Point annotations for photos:
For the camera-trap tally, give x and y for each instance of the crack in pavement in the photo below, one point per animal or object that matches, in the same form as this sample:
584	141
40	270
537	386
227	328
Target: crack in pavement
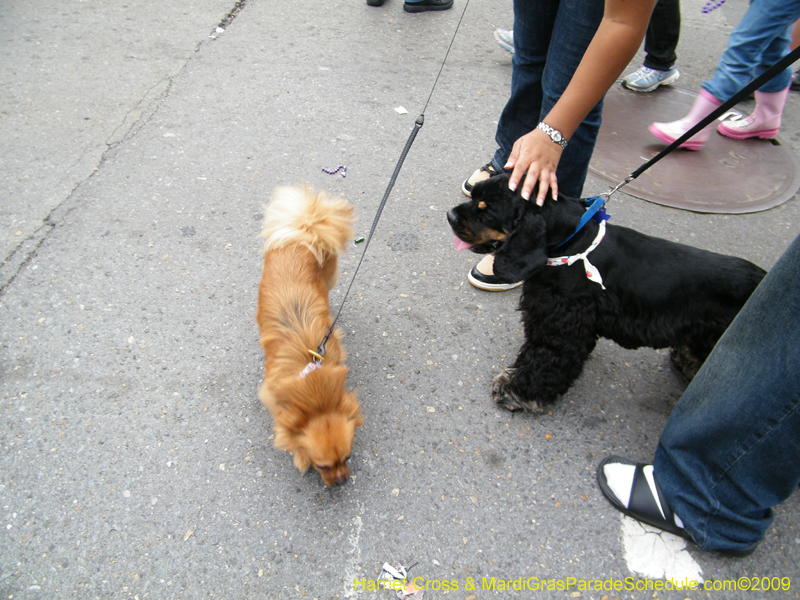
132	122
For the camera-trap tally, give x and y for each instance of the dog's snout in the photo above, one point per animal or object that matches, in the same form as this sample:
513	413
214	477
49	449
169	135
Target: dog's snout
452	217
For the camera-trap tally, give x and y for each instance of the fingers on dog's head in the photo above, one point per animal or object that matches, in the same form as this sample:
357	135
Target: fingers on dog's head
520	226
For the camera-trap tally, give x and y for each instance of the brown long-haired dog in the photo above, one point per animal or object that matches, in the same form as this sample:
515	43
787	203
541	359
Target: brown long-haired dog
315	416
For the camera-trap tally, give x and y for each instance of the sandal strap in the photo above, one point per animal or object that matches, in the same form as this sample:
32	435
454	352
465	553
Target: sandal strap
644	505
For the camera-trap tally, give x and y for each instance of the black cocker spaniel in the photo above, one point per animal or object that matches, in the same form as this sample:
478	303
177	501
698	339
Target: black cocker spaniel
605	281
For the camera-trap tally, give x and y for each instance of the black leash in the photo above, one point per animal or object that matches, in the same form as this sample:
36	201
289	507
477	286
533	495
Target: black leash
738	97
417	126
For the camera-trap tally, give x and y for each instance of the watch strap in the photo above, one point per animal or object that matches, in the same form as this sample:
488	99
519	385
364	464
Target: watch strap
554	134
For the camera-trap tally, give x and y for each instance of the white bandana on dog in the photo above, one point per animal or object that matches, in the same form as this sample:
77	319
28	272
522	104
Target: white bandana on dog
591	271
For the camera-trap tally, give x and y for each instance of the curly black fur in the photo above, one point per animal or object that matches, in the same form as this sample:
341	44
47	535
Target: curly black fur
658	293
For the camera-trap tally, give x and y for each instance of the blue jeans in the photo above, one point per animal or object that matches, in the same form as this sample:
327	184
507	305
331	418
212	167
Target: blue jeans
759	41
550	38
731	448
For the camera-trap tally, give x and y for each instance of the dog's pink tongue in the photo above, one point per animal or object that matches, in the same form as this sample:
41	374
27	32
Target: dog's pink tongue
461	244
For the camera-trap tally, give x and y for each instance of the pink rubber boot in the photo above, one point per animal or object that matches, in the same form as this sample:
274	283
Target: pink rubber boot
765	120
669	132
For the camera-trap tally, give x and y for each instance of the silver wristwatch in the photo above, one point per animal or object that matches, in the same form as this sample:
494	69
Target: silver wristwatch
554	134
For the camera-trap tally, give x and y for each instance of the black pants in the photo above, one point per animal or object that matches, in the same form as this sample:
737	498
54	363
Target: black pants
662	35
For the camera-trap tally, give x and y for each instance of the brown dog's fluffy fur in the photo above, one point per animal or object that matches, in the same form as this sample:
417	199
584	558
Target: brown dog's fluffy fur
315	416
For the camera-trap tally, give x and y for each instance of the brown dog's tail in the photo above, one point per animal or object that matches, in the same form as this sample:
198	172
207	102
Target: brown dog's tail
309	217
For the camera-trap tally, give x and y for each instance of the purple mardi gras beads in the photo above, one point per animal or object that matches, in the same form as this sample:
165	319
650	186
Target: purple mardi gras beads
711	5
340	168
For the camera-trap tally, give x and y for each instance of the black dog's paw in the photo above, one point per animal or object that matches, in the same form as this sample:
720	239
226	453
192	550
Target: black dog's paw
504	395
685	362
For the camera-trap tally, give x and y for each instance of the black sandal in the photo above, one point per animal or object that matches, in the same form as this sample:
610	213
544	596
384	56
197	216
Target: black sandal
642	506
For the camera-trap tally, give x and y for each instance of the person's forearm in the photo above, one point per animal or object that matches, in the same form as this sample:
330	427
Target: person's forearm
610	51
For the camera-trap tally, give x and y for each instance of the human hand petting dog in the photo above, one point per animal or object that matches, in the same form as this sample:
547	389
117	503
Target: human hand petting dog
535	153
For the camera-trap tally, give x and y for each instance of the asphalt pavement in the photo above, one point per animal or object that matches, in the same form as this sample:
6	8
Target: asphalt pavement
139	143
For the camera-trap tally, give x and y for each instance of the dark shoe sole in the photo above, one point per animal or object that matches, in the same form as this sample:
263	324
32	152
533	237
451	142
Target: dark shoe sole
415	7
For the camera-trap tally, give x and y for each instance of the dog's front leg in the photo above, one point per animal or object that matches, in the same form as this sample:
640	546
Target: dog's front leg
559	336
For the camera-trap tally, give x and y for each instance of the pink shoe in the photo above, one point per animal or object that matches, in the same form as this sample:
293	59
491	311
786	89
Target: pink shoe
669	132
763	123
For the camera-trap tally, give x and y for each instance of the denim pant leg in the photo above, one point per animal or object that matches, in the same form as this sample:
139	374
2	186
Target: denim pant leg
663	33
731	448
759	41
550	38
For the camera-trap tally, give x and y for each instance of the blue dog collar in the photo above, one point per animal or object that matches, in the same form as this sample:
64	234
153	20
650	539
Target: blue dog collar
594	210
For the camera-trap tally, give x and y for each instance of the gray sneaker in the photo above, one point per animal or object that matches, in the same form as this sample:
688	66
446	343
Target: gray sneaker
647	79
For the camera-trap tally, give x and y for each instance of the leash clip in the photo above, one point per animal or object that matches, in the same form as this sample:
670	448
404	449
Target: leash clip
313	365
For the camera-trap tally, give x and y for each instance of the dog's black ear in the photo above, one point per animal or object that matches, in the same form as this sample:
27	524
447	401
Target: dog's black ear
523	251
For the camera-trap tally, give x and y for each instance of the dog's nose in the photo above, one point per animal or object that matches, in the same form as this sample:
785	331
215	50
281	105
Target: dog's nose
452	218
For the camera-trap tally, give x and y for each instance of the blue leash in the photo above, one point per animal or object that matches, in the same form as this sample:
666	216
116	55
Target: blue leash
594	211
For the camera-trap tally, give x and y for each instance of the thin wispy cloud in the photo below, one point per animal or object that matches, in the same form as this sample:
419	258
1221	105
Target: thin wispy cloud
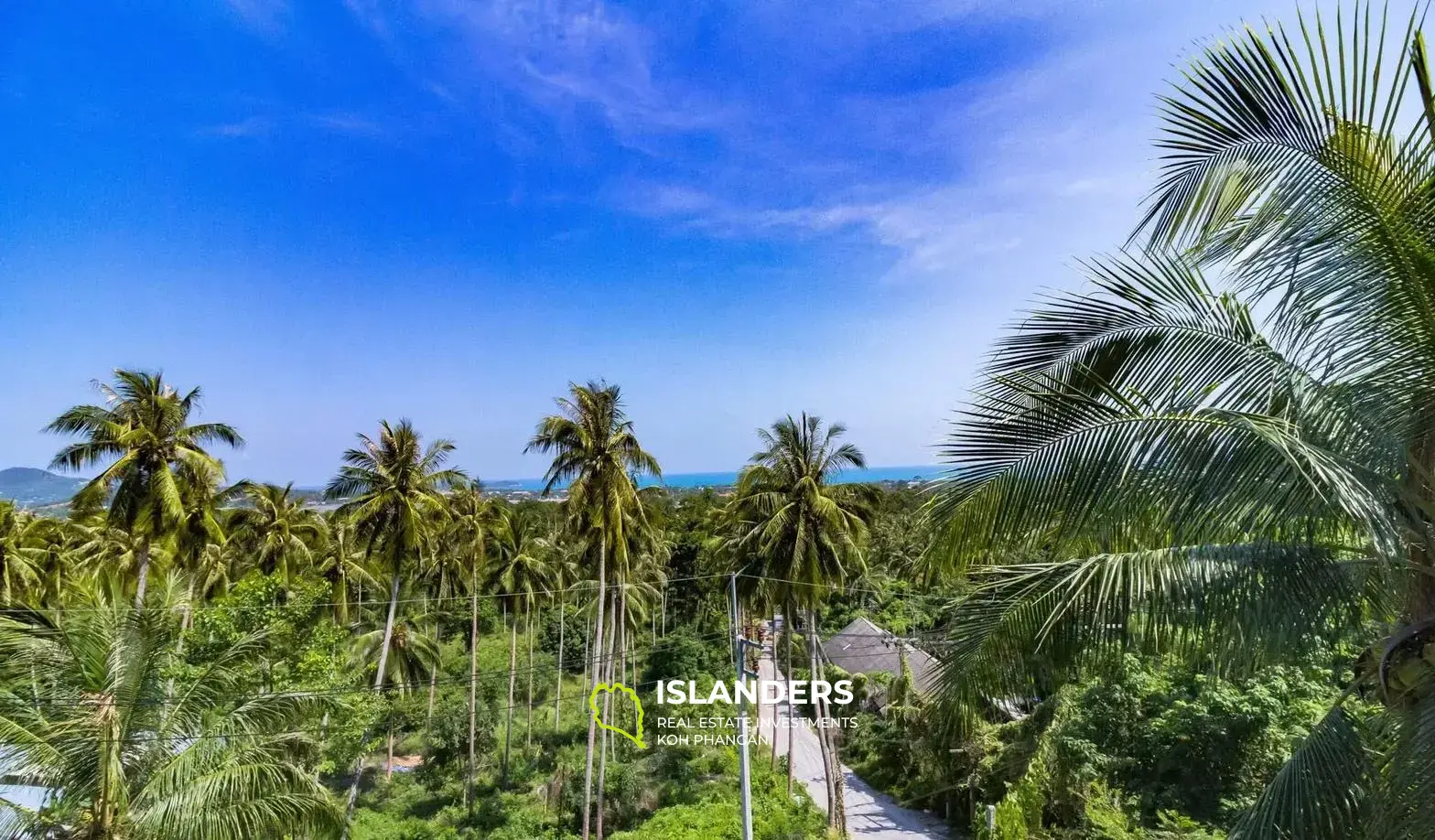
250	126
264	17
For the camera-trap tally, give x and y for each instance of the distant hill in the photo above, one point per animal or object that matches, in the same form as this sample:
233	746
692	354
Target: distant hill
32	487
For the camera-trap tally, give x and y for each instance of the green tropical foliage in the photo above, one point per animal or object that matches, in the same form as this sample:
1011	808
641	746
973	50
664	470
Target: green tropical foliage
1232	469
85	713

REQUIREMENT ::
The lines to repeat run from the line containing "of the gray" through the last line of the material above; give them exactly, without the pictures.

WRITTEN ANSWER ::
For the camera-trap tally, give x and y for each instance of the gray sneaker in the photo above, one point per animal or object that matches, in the same form as this sample:
688	66
446	343
Target: gray sneaker
647	79
For the camera-trap tally, give x and y for each instance of the leash clip in the photo above, one point per animal or object that matches, in the same form as this sample:
670	448
404	449
Target: leash clip
313	365
For the camera-trap tally, give x and y for each instance of the dog's black ear in the photo above, one point per animal or object that matches, in the same form as this sample:
27	524
447	401
Target: dog's black ear
523	251
For the camera-trap tally, give x and y for each instance of the dog's nose in the photo above, one point per animal or object that matches, in the same form as this sample:
785	331
215	50
281	105
Target: dog's nose
452	218
For the camera-trap tally, give x and y for each instance of the blue leash in the photo above, one point per animal or object that matches, in the same form as this sample:
666	216
116	55
Target: blue leash
594	211
For the camera-trap tally, give x and y for each instance of the thin wispy cloud in the photo below, one point per animal or object that matches, in the same form as this sample:
419	258
1221	105
Target: thin wispy cloud
250	126
264	17
For the camera-trap tally, give x and y for each instance of the distant hill in the photo above, one point per animal or object that matches, in the same form as this sample:
233	746
692	354
Target: distant hill
32	487
For the camera-trap tally, give x and y for each instance of the green tropical foliage in the photo above, one point per animal or object that matches, in the same form as this sample:
1011	808
641	746
973	50
664	470
Target: green tropical foliage
1232	469
85	713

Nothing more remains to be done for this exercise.